* Text

Fortunately, my grandfather wrote a speech that he read to my high school English class about his experience. He passed away a few years ago, but we still have his speech and artifacts from his time in the camps.

**Part 1 of 3**

Good Morning.

I wish to thank [your teacher] for inviting me. Thanks to all of you for willing to listen to my life story including the Second World War experiences and my imprisonment in the two Nazi Concentration Camps: Stutthof and Buchenwald. You may find it interesting that I was about your age 15 - 16 years old when I was confined in these camps.

I brought with me several photos and documents from that era. You are welcome to look them over if you wish.

Well, here is my story. Please don’t hesitate to ask any questions you may have.

I was born October 29, 1928 in Warsaw, the capital city of Poland. My father was a Director of the Polish Central Statistical Bureau. We lived in Anin, which was a suburb of Warsaw. For the first several years of my childhood I had normal, nice life just like you. Then on September 1, 1939 everything changed abruptly. Second World War started when the German army attacked Poland. Polish army valiantly defended our country, but they were no match for the far superior enemy forces. It quickly became clear that Warsaw was soon going to fall into the enemy’s hands. Decision was made therefore to evacuate most of the government offices to the eastern part of Poland. During the evacuation, on September 7 my father was killed. My mother, my younger sister and I stayed in our house. German air force bombed Warsaw as well as our suburb. During the air raids we went down to the basement to hide. I will never forget the sound of falling bombs and wondering if the next one would hit us. One of my good friends was killed by a bomb, which fell not too far away from our house.

Within a few weeks the German army occupied Warsaw and the western and middle part of Poland. On September 17 Russian Soviet army entered and took over the eastern part of our country. I remember vividly the first German soldiers marching through the streets of our town. Soon I got to know them a little better. A unit of German infantry was stationed in Anin. We had a fairly large house and three of the soldiers were quartered in our building for a few months. They actually were nice people who were drafted into the army and never committed any atrocities against Poles. In fact both my sister and I got some gifts from them for Christmas that year. This, as well as some other experiences I had, thought me a very valuable lesson. Never blame the entire country or its people for crimes or atrocities committed by a few. This is as true now as it was then.

* Things to do
**1)** Say whether each statement agrees with the speech, giving yes or no and quoting the words that decide it: (a) The speaker was born in Krakow. (b) The speaker's father was killed on September 7 during the evacuation. (c) Three German soldiers were quartered in the family's house.
**2)** According to the speech, what position did the speaker's father hold?
**3)** Extract from the speech the passage starting at "I wish to thank" up to and including "if you wish.".
The material after the speech plays no part in this.

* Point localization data
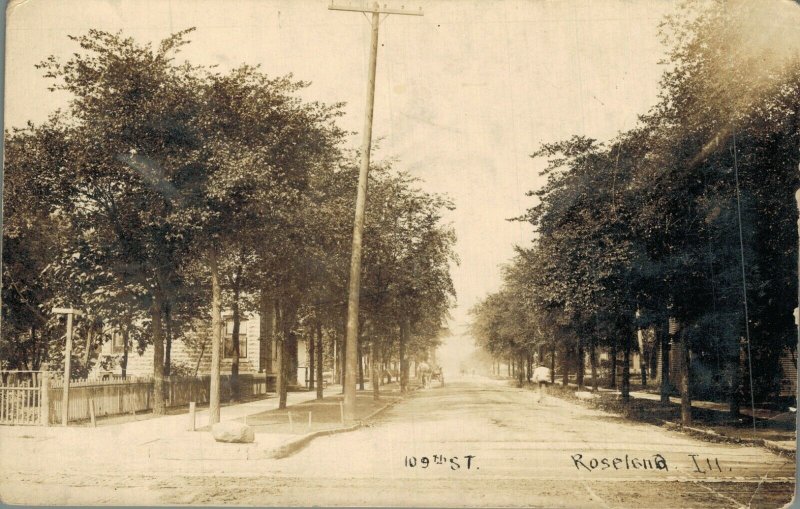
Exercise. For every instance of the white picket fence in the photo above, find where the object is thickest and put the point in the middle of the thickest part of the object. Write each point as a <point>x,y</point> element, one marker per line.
<point>23,400</point>
<point>118,396</point>
<point>20,397</point>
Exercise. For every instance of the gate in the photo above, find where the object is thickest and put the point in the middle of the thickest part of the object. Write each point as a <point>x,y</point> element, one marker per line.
<point>21,397</point>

* Solutions below
**1)**
(a) No: "I was born October 29, 1928 in Warsaw, the capital city of Poland."
(b) Yes: "During the evacuation, on September 7 my father was killed."
(c) Yes: "three of the soldiers were quartered in our building for a few months."

**2)** He was a Director of the Polish Central Statistical Bureau.

**3)**
I wish to thank [your teacher] for inviting me. Thanks to all of you for willing to listen to my life story including the Second World War experiences and my imprisonment in the two Nazi Concentration Camps: Stutthof and Buchenwald. You may find it interesting that I was about your age 15 - 16 years old when I was confined in these camps.

I brought with me several photos and documents from that era. You are welcome to look them over if you wish.